╭─ GIVEN ENTRIES

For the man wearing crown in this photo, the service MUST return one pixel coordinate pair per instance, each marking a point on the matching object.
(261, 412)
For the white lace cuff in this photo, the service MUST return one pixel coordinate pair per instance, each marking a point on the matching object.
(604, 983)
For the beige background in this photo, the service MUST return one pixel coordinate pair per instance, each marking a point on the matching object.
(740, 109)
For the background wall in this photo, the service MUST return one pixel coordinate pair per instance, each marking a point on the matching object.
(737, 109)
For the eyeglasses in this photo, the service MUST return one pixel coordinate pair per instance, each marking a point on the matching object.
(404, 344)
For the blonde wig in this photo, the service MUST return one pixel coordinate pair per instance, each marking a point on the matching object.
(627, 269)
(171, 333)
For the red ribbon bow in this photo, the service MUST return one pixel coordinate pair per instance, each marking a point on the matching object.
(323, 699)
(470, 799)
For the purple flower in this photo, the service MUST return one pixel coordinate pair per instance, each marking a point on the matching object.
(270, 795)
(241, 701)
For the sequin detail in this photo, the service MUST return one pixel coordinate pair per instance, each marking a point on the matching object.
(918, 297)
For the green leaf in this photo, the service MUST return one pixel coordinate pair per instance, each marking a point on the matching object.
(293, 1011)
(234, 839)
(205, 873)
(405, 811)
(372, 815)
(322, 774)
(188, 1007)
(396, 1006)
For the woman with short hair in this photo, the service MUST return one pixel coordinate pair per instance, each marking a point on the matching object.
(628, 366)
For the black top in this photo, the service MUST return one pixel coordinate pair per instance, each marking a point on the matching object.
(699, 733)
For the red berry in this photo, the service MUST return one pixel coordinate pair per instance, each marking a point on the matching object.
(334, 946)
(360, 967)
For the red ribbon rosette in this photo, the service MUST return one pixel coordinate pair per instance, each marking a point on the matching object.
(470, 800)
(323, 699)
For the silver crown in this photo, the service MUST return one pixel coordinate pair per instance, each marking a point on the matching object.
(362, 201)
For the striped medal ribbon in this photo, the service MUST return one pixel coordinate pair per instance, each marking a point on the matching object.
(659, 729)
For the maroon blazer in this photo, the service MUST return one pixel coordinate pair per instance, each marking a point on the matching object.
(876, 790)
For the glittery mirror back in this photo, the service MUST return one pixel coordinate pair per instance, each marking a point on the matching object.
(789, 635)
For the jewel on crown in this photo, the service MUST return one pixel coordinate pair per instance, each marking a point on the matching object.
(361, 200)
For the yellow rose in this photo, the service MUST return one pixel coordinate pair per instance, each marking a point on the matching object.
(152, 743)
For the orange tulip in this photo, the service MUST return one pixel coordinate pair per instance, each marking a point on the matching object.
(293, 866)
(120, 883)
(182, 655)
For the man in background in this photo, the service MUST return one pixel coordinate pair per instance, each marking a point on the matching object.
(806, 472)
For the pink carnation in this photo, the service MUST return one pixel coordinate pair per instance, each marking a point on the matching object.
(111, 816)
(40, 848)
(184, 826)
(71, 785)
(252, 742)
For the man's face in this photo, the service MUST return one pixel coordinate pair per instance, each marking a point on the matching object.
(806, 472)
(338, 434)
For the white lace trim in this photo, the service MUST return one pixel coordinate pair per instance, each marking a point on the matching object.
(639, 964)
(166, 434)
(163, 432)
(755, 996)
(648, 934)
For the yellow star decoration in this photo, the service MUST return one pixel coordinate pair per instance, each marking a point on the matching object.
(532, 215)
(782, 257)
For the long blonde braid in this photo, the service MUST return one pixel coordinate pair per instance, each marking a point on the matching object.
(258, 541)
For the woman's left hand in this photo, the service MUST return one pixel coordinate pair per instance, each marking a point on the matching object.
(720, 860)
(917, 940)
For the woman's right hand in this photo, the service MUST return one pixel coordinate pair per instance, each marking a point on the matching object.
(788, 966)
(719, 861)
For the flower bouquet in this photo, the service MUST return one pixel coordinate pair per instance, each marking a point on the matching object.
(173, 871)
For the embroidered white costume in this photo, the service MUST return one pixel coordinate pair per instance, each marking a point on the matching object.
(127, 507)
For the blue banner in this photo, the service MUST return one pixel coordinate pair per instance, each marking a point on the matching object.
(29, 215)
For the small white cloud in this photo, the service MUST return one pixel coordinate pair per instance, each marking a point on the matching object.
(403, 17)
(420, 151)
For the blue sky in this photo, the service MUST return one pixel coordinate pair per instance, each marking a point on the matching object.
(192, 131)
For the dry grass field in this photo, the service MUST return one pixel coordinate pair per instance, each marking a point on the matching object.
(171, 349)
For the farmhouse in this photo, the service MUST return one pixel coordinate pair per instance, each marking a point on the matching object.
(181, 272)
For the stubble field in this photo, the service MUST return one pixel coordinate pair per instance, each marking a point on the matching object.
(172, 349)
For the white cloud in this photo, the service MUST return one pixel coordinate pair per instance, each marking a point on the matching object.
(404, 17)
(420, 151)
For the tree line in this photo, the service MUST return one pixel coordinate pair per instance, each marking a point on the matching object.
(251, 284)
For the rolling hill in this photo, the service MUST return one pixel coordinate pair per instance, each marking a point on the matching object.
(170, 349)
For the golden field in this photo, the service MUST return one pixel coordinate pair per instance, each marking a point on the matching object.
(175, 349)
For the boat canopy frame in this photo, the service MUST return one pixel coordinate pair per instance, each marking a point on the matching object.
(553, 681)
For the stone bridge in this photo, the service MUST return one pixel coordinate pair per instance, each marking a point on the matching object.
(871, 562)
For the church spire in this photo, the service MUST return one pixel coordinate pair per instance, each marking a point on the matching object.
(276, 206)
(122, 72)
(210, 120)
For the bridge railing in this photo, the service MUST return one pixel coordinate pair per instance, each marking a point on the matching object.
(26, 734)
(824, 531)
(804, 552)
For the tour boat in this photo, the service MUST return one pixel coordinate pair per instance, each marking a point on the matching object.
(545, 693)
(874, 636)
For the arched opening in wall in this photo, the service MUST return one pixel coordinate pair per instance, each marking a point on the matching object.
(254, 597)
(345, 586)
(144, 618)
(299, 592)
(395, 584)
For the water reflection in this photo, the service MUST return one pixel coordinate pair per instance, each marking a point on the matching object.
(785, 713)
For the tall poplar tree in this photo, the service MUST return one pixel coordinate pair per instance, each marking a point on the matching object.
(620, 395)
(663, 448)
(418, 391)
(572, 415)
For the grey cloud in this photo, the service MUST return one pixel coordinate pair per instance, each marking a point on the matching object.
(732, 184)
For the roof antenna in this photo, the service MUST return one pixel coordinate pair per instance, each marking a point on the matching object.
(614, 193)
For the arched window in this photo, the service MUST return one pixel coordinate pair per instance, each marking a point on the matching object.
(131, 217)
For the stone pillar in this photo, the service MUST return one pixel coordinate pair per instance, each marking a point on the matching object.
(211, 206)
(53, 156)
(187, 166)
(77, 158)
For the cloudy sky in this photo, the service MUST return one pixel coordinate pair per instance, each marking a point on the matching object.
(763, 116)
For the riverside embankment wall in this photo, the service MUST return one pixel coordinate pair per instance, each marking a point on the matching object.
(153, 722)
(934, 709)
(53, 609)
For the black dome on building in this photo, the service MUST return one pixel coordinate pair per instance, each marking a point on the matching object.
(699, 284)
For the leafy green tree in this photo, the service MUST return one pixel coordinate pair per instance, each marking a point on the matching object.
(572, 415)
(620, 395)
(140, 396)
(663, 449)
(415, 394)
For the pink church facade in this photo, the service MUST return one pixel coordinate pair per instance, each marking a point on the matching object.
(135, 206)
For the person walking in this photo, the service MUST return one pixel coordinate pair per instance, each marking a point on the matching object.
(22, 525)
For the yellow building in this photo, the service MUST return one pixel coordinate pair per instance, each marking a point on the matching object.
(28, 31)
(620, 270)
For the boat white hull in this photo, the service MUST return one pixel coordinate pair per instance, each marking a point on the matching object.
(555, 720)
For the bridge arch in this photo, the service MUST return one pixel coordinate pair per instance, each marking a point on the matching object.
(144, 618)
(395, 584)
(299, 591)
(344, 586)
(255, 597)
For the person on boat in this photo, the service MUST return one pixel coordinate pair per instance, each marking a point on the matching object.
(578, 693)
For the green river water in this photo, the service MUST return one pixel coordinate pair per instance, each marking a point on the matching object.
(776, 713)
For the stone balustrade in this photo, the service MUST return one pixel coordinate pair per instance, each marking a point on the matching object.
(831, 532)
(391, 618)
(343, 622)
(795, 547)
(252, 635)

╰─

Everything from the line containing "For the person on" to the end of the data above should be quoted exactly, please, both ends included, and nothing outside that span.

**TASK ANSWER:**
For the person on boat in this photo, the service MUST return one pixel coordinate pair per instance, each marking a point on the matching object.
(578, 693)
For the green river water in this photo, the service MUST return one pixel coordinate pair per instance, each marking a point on the matching object.
(776, 713)
For the stone balustrade in this photo, the service MUST return one pixel coordinate pair per instance, each marking a point on the matching object.
(831, 532)
(391, 618)
(343, 622)
(795, 547)
(252, 635)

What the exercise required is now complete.